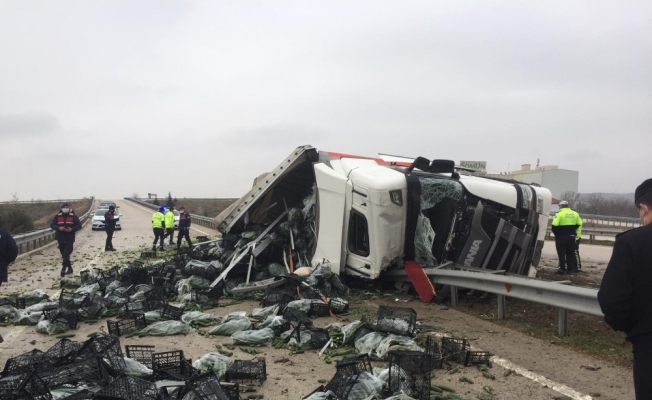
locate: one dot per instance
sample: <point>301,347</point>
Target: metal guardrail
<point>552,293</point>
<point>35,239</point>
<point>196,219</point>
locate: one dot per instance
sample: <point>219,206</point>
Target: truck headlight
<point>396,196</point>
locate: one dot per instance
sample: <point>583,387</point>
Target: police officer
<point>625,295</point>
<point>110,219</point>
<point>8,254</point>
<point>65,223</point>
<point>158,224</point>
<point>169,224</point>
<point>184,228</point>
<point>567,227</point>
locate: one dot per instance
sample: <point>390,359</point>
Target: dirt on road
<point>544,369</point>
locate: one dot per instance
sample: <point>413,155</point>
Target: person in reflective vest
<point>65,224</point>
<point>169,224</point>
<point>158,225</point>
<point>184,228</point>
<point>567,227</point>
<point>110,219</point>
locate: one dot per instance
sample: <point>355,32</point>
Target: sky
<point>197,98</point>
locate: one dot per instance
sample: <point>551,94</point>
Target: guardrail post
<point>562,328</point>
<point>501,306</point>
<point>454,298</point>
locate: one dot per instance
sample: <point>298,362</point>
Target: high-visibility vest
<point>157,220</point>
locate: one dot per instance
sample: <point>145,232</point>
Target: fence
<point>35,239</point>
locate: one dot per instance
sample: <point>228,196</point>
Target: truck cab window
<point>358,234</point>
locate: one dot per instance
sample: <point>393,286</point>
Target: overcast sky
<point>112,98</point>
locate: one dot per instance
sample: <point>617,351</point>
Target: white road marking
<point>540,379</point>
<point>146,209</point>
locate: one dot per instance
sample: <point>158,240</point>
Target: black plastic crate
<point>318,309</point>
<point>63,348</point>
<point>338,306</point>
<point>207,387</point>
<point>142,354</point>
<point>354,365</point>
<point>147,254</point>
<point>134,308</point>
<point>477,357</point>
<point>128,388</point>
<point>71,300</point>
<point>454,349</point>
<point>67,316</point>
<point>91,370</point>
<point>24,387</point>
<point>172,365</point>
<point>433,350</point>
<point>171,312</point>
<point>126,326</point>
<point>410,373</point>
<point>318,338</point>
<point>26,362</point>
<point>247,372</point>
<point>341,384</point>
<point>398,320</point>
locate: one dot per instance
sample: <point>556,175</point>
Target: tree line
<point>595,203</point>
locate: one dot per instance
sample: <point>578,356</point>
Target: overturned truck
<point>366,216</point>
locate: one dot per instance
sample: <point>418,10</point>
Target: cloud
<point>28,124</point>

▶ _TASK_
If a record holds a picture, leave the picture out and copy the rest exactly.

▶ _ANSWER TO THE EXERCISE_
locate: one dot per instance
sample: <point>301,347</point>
Target: metal guardrail
<point>552,293</point>
<point>35,239</point>
<point>196,219</point>
locate: one dot per instance
sample: <point>219,206</point>
Target: truck headlight
<point>396,196</point>
locate: one dot per instance
sample: <point>583,387</point>
Target: police officer
<point>625,295</point>
<point>110,219</point>
<point>8,254</point>
<point>65,223</point>
<point>158,224</point>
<point>169,224</point>
<point>184,228</point>
<point>567,227</point>
locate: one dot per instance
sample: <point>390,359</point>
Target: dirt on road
<point>544,369</point>
locate: one dot per instance
sample: <point>413,155</point>
Target: person in reflective vest
<point>65,224</point>
<point>169,224</point>
<point>158,225</point>
<point>184,228</point>
<point>567,227</point>
<point>110,219</point>
locate: one dot per instance
sample: <point>355,32</point>
Target: sky
<point>197,98</point>
locate: one dot per instance
sample: <point>551,94</point>
Target: guardrail post
<point>562,328</point>
<point>501,306</point>
<point>454,298</point>
locate: one dot per instance
sample: <point>298,362</point>
Target: high-visibility vest
<point>157,220</point>
locate: one dot per instance
sample: <point>145,232</point>
Target: fence
<point>35,239</point>
locate: one dot per instance
sample: <point>228,196</point>
Target: truck cab window
<point>358,234</point>
locate: one dot per instance
sample: <point>393,286</point>
Target: overcast sky
<point>112,98</point>
locate: one dot per instance
sample: <point>617,351</point>
Target: white road marking
<point>540,379</point>
<point>146,209</point>
locate: one dot per instance
sample: <point>158,240</point>
Target: black plastic crate
<point>318,309</point>
<point>63,348</point>
<point>338,306</point>
<point>207,387</point>
<point>142,354</point>
<point>354,365</point>
<point>147,254</point>
<point>134,308</point>
<point>477,357</point>
<point>128,388</point>
<point>71,300</point>
<point>454,349</point>
<point>67,316</point>
<point>91,370</point>
<point>24,387</point>
<point>172,365</point>
<point>433,350</point>
<point>171,312</point>
<point>126,326</point>
<point>410,373</point>
<point>318,338</point>
<point>26,362</point>
<point>247,372</point>
<point>341,384</point>
<point>398,320</point>
locate: one dot per instance
sample: <point>556,175</point>
Target: tree line
<point>595,203</point>
locate: one dot per instance
sample: <point>578,356</point>
Target: overturned truck
<point>366,216</point>
locate: one dot per instance
sample: <point>418,10</point>
Target: cloud
<point>28,124</point>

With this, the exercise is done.